Problem requirements
Restate the whole of the material. Keep every word, and drop the pictures.

Given data
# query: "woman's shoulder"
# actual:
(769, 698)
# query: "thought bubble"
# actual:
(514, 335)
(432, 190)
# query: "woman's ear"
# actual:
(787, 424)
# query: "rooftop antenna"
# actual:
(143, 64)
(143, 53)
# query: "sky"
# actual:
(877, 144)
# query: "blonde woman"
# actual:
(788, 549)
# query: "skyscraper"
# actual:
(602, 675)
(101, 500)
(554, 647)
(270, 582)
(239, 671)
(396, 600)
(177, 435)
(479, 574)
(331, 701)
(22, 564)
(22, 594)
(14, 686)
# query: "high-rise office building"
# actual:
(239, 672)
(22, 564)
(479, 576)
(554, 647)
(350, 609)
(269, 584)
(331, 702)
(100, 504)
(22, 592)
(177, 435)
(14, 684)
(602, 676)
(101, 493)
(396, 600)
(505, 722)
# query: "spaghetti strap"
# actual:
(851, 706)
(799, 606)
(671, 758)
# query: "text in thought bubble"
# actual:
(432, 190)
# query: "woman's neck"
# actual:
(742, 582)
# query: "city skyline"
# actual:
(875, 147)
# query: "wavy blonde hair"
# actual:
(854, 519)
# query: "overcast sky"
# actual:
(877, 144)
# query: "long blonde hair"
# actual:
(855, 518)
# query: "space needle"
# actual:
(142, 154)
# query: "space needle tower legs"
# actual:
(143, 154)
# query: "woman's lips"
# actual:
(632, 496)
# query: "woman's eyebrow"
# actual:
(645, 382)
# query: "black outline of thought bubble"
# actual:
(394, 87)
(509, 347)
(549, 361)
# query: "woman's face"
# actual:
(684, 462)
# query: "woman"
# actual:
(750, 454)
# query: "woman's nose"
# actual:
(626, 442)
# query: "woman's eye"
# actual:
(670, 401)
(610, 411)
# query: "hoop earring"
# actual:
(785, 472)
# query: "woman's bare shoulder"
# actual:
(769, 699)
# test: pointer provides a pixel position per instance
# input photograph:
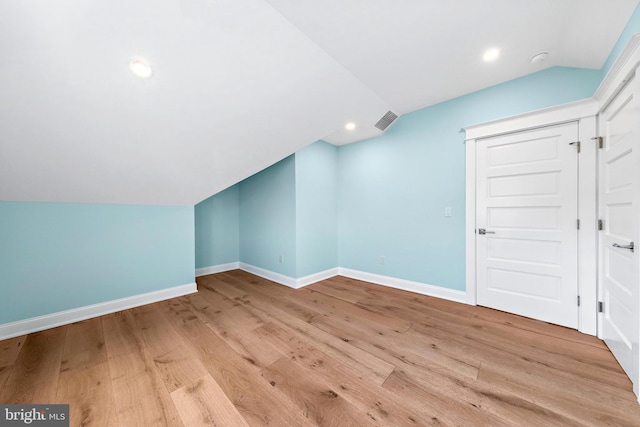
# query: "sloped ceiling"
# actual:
(239, 85)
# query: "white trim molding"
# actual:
(269, 275)
(220, 268)
(40, 323)
(570, 112)
(406, 285)
(317, 277)
(619, 74)
(288, 280)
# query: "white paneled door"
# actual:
(526, 218)
(619, 200)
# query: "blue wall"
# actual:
(217, 229)
(393, 189)
(59, 256)
(316, 208)
(268, 218)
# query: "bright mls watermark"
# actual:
(34, 415)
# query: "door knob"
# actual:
(629, 246)
(483, 231)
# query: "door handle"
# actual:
(483, 231)
(629, 246)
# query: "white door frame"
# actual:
(584, 112)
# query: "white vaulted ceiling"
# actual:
(239, 84)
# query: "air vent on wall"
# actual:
(386, 120)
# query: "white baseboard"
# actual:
(406, 285)
(220, 268)
(269, 275)
(40, 323)
(288, 280)
(316, 277)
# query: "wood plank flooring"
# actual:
(244, 351)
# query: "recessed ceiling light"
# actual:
(491, 55)
(539, 57)
(141, 69)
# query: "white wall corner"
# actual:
(270, 275)
(316, 277)
(48, 321)
(406, 285)
(220, 268)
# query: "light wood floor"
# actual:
(244, 351)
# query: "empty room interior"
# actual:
(345, 213)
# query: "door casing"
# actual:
(583, 112)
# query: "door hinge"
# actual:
(577, 144)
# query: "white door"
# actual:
(618, 194)
(526, 202)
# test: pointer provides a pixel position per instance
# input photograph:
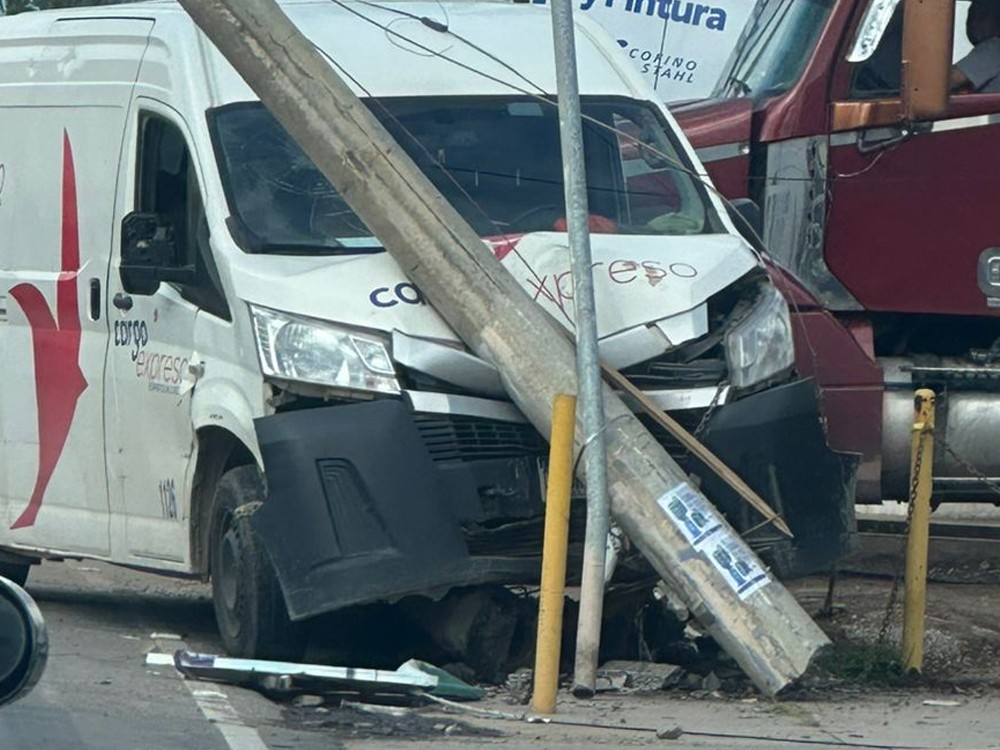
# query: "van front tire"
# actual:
(249, 606)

Complete response
# query: "woman's shoulder"
# actual:
(769, 698)
# query: "thought bubble"
# actual:
(514, 335)
(432, 190)
# query: "woman's ear"
# actual:
(787, 424)
# query: "rooftop antenna"
# actual:
(143, 64)
(143, 53)
# query: "sky"
# actual:
(877, 144)
# query: "blonde woman"
# actual:
(788, 549)
# query: "skyscraper"
# actual:
(602, 675)
(101, 500)
(554, 647)
(270, 582)
(239, 671)
(396, 600)
(177, 435)
(479, 574)
(331, 701)
(22, 564)
(22, 594)
(14, 686)
# query: "high-rise office building"
# actual:
(239, 672)
(22, 564)
(479, 576)
(554, 647)
(350, 609)
(269, 584)
(331, 702)
(100, 504)
(22, 592)
(177, 435)
(14, 684)
(602, 676)
(101, 493)
(396, 600)
(505, 722)
# query: "spaghetti strap"
# actual:
(851, 706)
(799, 606)
(671, 758)
# query: "text in thought bubble"
# actual:
(432, 190)
# query: "woman's neck"
# actual:
(742, 582)
# query: "city skyline"
# actual:
(875, 147)
# query: "wavy blonde hair"
# actual:
(854, 519)
# query: "overcast sky"
# actual:
(877, 144)
# query: "long blonde hair"
# actual:
(855, 518)
# query: "space needle"
# actual:
(142, 154)
# query: "space needle tower legs"
# actual:
(143, 154)
# query: "woman's lips"
# actual:
(632, 496)
# query: "woman's eyebrow"
# actual:
(645, 382)
# query: "black outline of thought bubble"
# actual:
(394, 87)
(509, 347)
(549, 361)
# query: "woman's face"
# actual:
(684, 462)
# query: "woman"
# actual:
(750, 454)
# query: "woman's nose"
# actual:
(626, 442)
# query: "woman's eye"
# actual:
(670, 401)
(610, 411)
# query: "hoop earring"
# actual:
(785, 472)
# query: "woman's bare shoulder"
# actual:
(769, 699)
# test: pointer provides a pixel position per instance
# input photograph:
# query: "sloped ceiling"
# actual:
(239, 85)
# query: "white trim molding"
# actual:
(269, 275)
(220, 268)
(40, 323)
(570, 112)
(406, 285)
(317, 277)
(619, 74)
(288, 280)
# query: "white paneled door"
# actual:
(526, 218)
(619, 200)
# query: "blue wall"
# actual:
(217, 229)
(393, 189)
(59, 256)
(316, 208)
(268, 218)
# query: "bright mls watermark"
# actual:
(34, 415)
# query: "door knob"
# actual:
(629, 246)
(483, 231)
# query: "door handle"
# actual:
(483, 231)
(629, 246)
# query: "white door frame"
# actual:
(584, 112)
# query: "white vaulted ceiling"
# actual:
(239, 84)
# query: "air vent on wall"
# actual:
(386, 120)
# query: "white baseboard"
# actual:
(406, 285)
(220, 268)
(269, 275)
(40, 323)
(288, 280)
(316, 277)
# query: "wood plank flooring"
# actual:
(244, 351)
# query: "recessed ceiling light"
# actual:
(491, 55)
(539, 57)
(141, 69)
# query: "white wall corner"
# actual:
(270, 275)
(316, 277)
(48, 321)
(406, 285)
(220, 268)
# query: "light wood floor"
# actual:
(244, 351)
# query: "empty room interior"
# actual:
(345, 213)
# query: "door casing"
# actual:
(583, 112)
# query: "door hinge"
# actual:
(577, 144)
# query: "white door"
# actual:
(618, 194)
(526, 202)
# test: pointer provides a pixel position per instance
# input photograph:
# query: "van front tire"
# actual:
(249, 606)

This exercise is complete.